WORK INSTRUCTION:
Please restate the data word for word.

○ ○ ○ ○

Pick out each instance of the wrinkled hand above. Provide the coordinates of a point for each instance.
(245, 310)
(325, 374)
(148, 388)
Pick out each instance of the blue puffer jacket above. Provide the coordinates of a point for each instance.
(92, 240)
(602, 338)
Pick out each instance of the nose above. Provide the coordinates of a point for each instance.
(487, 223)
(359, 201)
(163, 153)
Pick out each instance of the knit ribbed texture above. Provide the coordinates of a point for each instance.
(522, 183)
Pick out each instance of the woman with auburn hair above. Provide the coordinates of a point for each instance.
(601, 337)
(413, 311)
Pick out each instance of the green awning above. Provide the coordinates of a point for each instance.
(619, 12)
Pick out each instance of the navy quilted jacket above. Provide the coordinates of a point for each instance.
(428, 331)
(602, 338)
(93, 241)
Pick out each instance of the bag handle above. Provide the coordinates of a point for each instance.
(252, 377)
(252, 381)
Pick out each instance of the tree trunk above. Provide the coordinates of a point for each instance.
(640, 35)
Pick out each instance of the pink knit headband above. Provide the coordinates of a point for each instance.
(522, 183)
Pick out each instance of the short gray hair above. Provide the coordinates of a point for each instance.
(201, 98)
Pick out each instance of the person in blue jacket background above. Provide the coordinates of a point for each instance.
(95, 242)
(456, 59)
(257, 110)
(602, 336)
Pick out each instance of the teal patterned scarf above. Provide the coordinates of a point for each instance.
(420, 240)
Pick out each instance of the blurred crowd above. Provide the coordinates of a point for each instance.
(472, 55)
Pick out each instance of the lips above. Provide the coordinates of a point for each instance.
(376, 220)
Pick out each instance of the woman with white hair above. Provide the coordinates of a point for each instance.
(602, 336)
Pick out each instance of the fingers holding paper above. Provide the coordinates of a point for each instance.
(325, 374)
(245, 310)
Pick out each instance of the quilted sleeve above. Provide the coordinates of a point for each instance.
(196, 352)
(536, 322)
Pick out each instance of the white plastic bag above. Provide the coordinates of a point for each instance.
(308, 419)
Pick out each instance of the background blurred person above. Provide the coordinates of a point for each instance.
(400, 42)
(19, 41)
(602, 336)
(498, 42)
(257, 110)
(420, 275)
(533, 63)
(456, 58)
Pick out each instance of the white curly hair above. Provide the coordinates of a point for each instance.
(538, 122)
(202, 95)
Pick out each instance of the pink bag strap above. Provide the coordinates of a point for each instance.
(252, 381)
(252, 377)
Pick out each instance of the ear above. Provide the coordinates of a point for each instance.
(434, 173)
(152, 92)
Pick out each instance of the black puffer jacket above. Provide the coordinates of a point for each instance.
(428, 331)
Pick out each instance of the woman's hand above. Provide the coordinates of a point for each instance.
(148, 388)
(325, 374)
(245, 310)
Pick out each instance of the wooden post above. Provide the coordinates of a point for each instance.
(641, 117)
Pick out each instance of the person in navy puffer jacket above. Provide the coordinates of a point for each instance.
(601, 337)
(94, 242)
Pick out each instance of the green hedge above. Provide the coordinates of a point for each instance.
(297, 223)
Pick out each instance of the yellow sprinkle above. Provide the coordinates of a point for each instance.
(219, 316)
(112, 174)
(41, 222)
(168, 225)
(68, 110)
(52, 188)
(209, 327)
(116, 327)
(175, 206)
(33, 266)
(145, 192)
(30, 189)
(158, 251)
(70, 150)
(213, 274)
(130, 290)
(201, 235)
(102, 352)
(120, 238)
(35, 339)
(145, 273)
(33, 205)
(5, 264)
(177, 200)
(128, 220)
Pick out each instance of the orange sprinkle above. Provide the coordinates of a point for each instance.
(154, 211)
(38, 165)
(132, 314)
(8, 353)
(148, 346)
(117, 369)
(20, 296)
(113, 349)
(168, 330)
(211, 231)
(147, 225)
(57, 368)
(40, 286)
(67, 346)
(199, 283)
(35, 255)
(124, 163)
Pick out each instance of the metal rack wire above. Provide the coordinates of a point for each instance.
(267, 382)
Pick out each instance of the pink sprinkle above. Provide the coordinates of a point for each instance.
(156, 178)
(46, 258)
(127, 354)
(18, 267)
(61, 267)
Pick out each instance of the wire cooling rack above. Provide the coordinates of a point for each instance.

○ ○ ○ ○

TASK RESULT:
Pick out each instance of the wrinkled hand above. Provide the coordinates of a point for each instance.
(245, 310)
(325, 374)
(148, 388)
Pick out each instance of the blue puffer jacket above. Provide the coordinates of a point for each instance.
(92, 240)
(602, 338)
Pick out each instance of the nose above. Provide the coordinates of a point for each instance.
(487, 223)
(359, 201)
(163, 153)
Pick out each instance of the knit ribbed texture above. Provide the coordinates of a point for each instance.
(522, 183)
Pick out each instance of the woman with auburn hair above. Provide the coordinates of a point for each instance.
(601, 337)
(413, 311)
Pick out each instance of the green awning above. Provide the coordinates of a point for each instance.
(619, 12)
Pick out each instance of the navy quilted jacket above. Provide the coordinates of a point for each instance.
(428, 331)
(602, 338)
(93, 241)
Pick out each instance of the bag handle above. Provide the coordinates of a point for each instance.
(252, 377)
(252, 381)
Pick out each instance of the tree trunk above. Provide the coordinates of a point for each instance.
(640, 35)
Pick out each instance of the pink knit headband above. Provide the coordinates of a point for each instance.
(522, 183)
Pick out each instance of the short gray hair above. Provide the coordinates of a point for each instance.
(201, 98)
Pick out each instance of the person in blue jacket background above. Provide the coordinates of a point for each instance.
(95, 242)
(456, 59)
(257, 110)
(602, 336)
Pick out each instance of the teal patterned scarf above. Provide the coordinates of a point for each instance.
(420, 240)
Pick out each instance of the blurred crowd above. Provide the coordinates of a point for each instance.
(472, 55)
Pick out each instance of the lips above. Provide the coordinates of a point for each instance.
(376, 220)
Pick out each instance of the woman with white hair above. Provide the coordinates of a point for each instance.
(602, 336)
Pick out each instance of the fingers holding paper above. Provide the coordinates of a point for each instance.
(325, 374)
(245, 310)
Pick out each instance of the quilted sleeve above. Provide the coordinates of a point for each instance.
(196, 352)
(536, 322)
Pick out each instance of the white plastic bag above. Provide the coordinates of a point for each instance.
(308, 419)
Pick out each instance of the background blurred person above. Provide the coordinates of a point for each instance.
(400, 42)
(19, 41)
(602, 336)
(498, 42)
(257, 110)
(420, 275)
(533, 63)
(456, 58)
Pick out each instance of the white curly hair above. Provide the coordinates of a point for each instance.
(538, 122)
(202, 95)
Pick out each instance of the pink bag strap above. Provide the coordinates of a point for each instance.
(252, 381)
(252, 377)
Pick out each instance of the ear above. Provide the coordinates of a point for each instance.
(434, 173)
(152, 92)
Pick out each instance of the black puffer jacket above. Provide the coordinates of a point for each instance.
(428, 331)
Pick out each instance of the woman's hand above. Provide the coordinates of a point for each instance.
(148, 388)
(325, 374)
(245, 310)
Pick out each instance of the wooden post above. Provide the coordinates of a point for each instance.
(641, 117)
Pick out each instance of the person in navy puffer jacket above. Provide the coordinates of a point for each instance.
(601, 337)
(94, 242)
Pick out each instance of the green hedge above. Provide the coordinates of a point for each instance.
(297, 223)
Pick out each instance of the yellow sprinkle above. Provide the coordinates of a point for each instance.
(219, 316)
(112, 174)
(41, 222)
(168, 225)
(68, 110)
(52, 188)
(209, 327)
(116, 327)
(175, 206)
(33, 266)
(145, 192)
(30, 189)
(158, 251)
(70, 150)
(213, 274)
(130, 290)
(201, 235)
(102, 352)
(120, 238)
(35, 339)
(145, 273)
(33, 205)
(5, 264)
(177, 200)
(128, 220)
Pick out each instance of the orange sprinkle above. Provide the coordinates of a point for each instance.
(154, 211)
(38, 165)
(132, 314)
(8, 353)
(148, 346)
(117, 369)
(20, 296)
(113, 349)
(168, 330)
(211, 231)
(147, 225)
(57, 368)
(40, 286)
(67, 346)
(199, 283)
(35, 255)
(124, 163)
Pick out each instance of the metal rack wire above. Provide the coordinates of a point for each instance.
(267, 382)
Pick out each instance of the pink sprinkle above. Provide the coordinates of a point for each instance.
(156, 178)
(46, 258)
(127, 354)
(18, 267)
(61, 267)
Pick out each instance of the wire cooling rack above. Provide the coordinates of a point for each instance.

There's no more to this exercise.